INSTRUCTIONS FOR THE TASK: Locate "of the boy in" in the listing below, then output the line holding it and every line after it, exactly and with nothing else.

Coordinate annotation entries
— START —

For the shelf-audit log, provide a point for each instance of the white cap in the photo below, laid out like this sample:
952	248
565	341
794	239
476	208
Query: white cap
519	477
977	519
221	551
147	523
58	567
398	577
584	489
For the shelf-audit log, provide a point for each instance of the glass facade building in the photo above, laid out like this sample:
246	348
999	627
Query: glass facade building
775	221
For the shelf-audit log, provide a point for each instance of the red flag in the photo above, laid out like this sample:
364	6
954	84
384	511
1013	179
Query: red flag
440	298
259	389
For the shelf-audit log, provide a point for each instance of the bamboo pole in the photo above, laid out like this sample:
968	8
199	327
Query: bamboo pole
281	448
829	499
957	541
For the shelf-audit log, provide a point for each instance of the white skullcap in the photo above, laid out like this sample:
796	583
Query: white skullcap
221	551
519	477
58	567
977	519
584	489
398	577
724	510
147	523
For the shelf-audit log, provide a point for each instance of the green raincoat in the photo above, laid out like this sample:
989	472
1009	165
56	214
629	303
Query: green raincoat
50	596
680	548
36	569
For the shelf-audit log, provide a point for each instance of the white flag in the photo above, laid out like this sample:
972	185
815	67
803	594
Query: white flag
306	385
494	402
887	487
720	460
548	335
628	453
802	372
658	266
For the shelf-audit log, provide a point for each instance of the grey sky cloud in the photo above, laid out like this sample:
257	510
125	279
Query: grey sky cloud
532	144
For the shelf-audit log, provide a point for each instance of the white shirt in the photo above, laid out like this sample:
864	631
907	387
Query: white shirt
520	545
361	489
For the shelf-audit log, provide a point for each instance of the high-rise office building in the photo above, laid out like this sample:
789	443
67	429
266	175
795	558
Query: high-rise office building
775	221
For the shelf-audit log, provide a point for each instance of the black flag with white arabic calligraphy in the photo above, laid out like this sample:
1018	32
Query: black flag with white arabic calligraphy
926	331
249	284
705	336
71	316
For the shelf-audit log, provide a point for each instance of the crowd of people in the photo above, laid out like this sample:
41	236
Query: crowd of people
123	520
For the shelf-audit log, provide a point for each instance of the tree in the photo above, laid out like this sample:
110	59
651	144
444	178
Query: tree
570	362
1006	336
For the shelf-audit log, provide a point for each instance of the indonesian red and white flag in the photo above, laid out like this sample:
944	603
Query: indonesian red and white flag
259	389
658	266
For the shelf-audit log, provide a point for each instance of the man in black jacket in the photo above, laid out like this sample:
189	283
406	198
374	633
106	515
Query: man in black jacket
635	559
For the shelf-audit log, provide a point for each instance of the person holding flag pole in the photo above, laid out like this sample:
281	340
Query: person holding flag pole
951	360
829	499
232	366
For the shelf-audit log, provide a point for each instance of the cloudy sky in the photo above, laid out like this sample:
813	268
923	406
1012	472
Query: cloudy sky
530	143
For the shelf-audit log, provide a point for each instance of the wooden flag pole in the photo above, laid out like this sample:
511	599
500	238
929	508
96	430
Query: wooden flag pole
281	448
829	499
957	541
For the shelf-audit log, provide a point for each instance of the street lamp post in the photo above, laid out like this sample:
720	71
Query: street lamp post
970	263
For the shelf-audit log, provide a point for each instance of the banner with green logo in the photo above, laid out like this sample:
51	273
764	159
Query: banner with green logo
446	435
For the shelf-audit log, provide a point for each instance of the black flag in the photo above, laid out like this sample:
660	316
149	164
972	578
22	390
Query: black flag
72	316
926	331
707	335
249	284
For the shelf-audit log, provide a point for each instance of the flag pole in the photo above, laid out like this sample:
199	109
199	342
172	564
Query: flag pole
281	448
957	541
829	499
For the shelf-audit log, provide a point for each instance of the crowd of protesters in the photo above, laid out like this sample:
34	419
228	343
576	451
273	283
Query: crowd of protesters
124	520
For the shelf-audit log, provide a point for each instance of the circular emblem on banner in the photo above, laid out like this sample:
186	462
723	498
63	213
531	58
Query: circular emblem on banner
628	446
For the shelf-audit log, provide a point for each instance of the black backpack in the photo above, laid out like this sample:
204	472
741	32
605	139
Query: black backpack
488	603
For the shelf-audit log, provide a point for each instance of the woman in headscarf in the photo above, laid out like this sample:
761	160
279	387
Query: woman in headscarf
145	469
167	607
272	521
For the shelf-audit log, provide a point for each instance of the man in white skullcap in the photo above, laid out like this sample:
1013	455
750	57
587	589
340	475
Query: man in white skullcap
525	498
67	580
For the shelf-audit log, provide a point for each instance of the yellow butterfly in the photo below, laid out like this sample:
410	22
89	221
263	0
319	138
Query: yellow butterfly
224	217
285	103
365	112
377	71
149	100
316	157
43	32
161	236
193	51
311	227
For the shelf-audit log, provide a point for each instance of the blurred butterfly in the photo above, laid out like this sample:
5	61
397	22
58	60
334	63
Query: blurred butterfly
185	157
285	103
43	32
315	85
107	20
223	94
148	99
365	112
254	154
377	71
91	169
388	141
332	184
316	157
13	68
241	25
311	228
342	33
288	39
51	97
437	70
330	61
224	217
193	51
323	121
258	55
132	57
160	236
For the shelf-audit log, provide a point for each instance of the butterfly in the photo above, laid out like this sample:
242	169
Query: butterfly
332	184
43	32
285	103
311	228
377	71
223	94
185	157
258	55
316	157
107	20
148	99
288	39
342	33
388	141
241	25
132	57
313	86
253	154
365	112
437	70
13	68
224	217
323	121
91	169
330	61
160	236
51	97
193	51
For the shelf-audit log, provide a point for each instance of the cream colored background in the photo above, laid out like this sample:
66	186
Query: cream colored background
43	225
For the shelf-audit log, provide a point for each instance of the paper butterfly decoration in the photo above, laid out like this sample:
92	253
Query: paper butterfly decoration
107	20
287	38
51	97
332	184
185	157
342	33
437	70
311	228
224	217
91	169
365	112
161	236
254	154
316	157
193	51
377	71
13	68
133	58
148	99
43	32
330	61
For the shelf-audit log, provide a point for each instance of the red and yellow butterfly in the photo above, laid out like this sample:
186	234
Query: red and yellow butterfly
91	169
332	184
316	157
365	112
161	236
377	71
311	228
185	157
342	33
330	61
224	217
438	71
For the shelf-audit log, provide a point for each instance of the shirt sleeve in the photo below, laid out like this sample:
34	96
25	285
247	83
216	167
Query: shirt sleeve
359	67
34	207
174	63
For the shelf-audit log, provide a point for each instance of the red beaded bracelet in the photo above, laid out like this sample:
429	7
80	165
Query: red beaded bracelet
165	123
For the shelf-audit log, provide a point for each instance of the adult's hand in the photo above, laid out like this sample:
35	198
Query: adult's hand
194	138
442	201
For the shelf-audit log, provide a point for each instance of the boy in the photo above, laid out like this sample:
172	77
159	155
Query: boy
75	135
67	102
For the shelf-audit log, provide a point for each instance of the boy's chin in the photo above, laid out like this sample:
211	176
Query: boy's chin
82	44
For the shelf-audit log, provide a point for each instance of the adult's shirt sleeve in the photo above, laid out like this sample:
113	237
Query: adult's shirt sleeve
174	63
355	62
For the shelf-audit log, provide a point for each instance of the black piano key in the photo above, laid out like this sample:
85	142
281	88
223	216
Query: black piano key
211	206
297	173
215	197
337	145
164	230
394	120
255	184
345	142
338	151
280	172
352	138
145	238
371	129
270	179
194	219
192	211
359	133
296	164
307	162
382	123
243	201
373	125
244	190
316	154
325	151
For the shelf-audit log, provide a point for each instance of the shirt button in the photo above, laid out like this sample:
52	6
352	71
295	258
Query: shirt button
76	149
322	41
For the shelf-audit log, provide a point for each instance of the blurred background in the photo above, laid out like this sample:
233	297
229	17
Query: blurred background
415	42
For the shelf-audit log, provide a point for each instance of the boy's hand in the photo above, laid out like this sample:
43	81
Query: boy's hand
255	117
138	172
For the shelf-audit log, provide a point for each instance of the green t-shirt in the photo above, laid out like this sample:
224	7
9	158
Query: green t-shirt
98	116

— END —

THE RESULT:
For the shelf-audit log, provide a point for each instance of the boy in the photo above, laid out like this sample:
172	77
159	155
Query: boy
75	135
67	102
For the shelf-audit log, provide a point for each instance of the boy's chin in the photo above, laid out like this sample:
211	176
Query: boy's chin
82	44
For the shelf-audit log, provide a point for each instance of the adult's shirt sleeve in the photo above, laid out like this sample:
113	237
Query: adult's shirt sleeve
174	63
355	62
For the shelf-audit log, provide a point for each instance of the black piano key in the photo above, laid out like this sample:
85	142
281	88
223	216
Query: black piano key
211	206
297	173
215	197
337	145
164	230
394	120
255	184
345	142
338	151
280	172
352	138
145	238
371	129
270	179
194	219
192	211
359	133
296	164
307	162
382	123
243	201
373	125
244	190
316	154
325	151
For the shelf-audit log, provide a point for each instance of the shirt button in the photo above, laid out like this sample:
52	6
352	71
295	258
Query: shirt button
76	149
322	41
For the shelf-audit log, provide a point for each instance of the blurred background in the photo above, laid out like this sample:
233	297
229	17
Query: blurred background
415	42
For the shelf-audit log, provide a point for each instance of the boy's hand in the photo above, laid out like this sample:
43	81
Query: boy's hand
255	117
138	172
For the shelf-audit log, provide a point for each instance of the green t-shirt in the photo above, laid out like this sample:
224	7
9	158
Query: green t-shirt
98	116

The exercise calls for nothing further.